--- Your task ---
Every line of the material is to be repeated exactly as it stands.

--- Extracted data ---
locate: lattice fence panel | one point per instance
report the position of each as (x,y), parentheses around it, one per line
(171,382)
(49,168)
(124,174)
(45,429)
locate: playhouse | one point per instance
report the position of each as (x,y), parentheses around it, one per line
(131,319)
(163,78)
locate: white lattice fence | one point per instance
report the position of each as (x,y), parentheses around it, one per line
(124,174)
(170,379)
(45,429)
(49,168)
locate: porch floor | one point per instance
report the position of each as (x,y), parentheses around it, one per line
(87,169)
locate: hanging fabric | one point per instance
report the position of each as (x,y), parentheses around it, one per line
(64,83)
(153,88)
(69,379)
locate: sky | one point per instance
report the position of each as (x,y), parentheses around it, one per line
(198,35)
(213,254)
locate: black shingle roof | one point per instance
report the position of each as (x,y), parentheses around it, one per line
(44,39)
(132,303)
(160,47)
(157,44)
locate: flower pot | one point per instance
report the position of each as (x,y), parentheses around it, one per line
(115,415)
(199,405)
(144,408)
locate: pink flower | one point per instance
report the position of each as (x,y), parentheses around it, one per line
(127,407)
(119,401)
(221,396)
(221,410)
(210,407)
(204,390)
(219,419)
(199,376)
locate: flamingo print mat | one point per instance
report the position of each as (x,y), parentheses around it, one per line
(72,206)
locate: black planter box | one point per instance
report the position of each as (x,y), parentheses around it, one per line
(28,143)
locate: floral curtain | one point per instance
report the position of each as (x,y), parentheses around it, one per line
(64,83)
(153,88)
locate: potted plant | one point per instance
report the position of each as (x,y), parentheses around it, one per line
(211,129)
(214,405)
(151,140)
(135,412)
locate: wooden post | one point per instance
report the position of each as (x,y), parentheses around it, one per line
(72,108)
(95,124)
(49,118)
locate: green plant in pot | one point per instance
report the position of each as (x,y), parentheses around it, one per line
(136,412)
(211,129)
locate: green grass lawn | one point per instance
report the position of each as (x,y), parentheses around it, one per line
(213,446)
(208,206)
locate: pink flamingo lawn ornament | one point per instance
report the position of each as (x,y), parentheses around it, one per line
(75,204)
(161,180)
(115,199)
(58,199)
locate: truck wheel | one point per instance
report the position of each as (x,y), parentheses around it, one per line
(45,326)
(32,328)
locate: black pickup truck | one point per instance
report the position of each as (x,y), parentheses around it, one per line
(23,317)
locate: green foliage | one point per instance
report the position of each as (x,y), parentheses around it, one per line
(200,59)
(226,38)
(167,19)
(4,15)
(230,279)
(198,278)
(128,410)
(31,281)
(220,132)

--- Result ---
locate: lattice fence panel | one point per instance
report the position of each as (x,y), parentheses around it, one per line
(171,382)
(49,168)
(124,174)
(45,429)
locate: playhouse | one point per instance
report the position of each as (x,y), parentheses around it, one per line
(131,319)
(163,78)
locate: white lattice fence | one point per instance
report the position of each as (x,y), parentheses around it, one per line
(124,174)
(170,379)
(45,429)
(49,168)
locate: porch floor | one point per instance
report the position of each as (x,y), parentheses around it, one per line
(87,169)
locate: hanging fabric | one point per instance
report the position of each as (x,y), parentheses around it, one per line
(64,83)
(153,88)
(69,379)
locate: sky | one point per instance
report the position of each as (x,y), parentheses around it, one per line
(198,35)
(213,254)
locate: black shingle roof | one point per instance
report the position of each as (x,y), parentheses around it, one per line
(44,39)
(132,303)
(160,47)
(157,44)
locate: flower pot | one point per instance
report the position of each as (x,y), parentheses around it, one per line
(115,415)
(199,405)
(144,408)
locate: pink flower | one point per instance
report the position of each as (x,y), parentheses around it, one per line
(127,407)
(119,401)
(221,396)
(221,410)
(210,407)
(204,390)
(219,419)
(199,376)
locate: flamingo print mat | one point per instance
report the position of each as (x,y), parentheses around it, one per line
(72,206)
locate: black planter box | one point per instance
report the position of each as (x,y), parentheses around it, one per line
(28,143)
locate: floral curtain | one point per instance
report the position of each as (x,y), parentheses around it, one per line
(64,83)
(153,88)
locate: potted plant | one point per instance
report the position of each as (x,y), parentheses around it, one per line
(211,129)
(214,405)
(151,140)
(135,412)
locate: wooden post | one point per instance
report the position of each as (x,y), parentheses around it, one per line
(72,108)
(95,124)
(49,118)
locate: green plant in pot | one point per instance
report the position of each as (x,y), parentheses around it, one per line
(136,412)
(211,129)
locate: green grass lawn | one point per instance
report the position of each as (x,y), parentheses around it, one per line
(213,446)
(208,206)
locate: pink flamingo lawn ornament | one point per instance
report the position of each as (x,y), parentheses around it, one per line
(75,204)
(161,180)
(115,199)
(58,199)
locate: truck wheel | one point per instance
report the position of each as (x,y), parentheses around it, one per line
(45,326)
(32,328)
locate: black pickup truck | one point per instance
report the position of each as (x,y), parentheses around it, one per line
(23,317)
locate: green foliage | one point per instance
report the position of each as (x,y), parentheses around it, one per line
(200,59)
(226,38)
(167,19)
(4,15)
(230,279)
(198,278)
(128,410)
(31,281)
(220,132)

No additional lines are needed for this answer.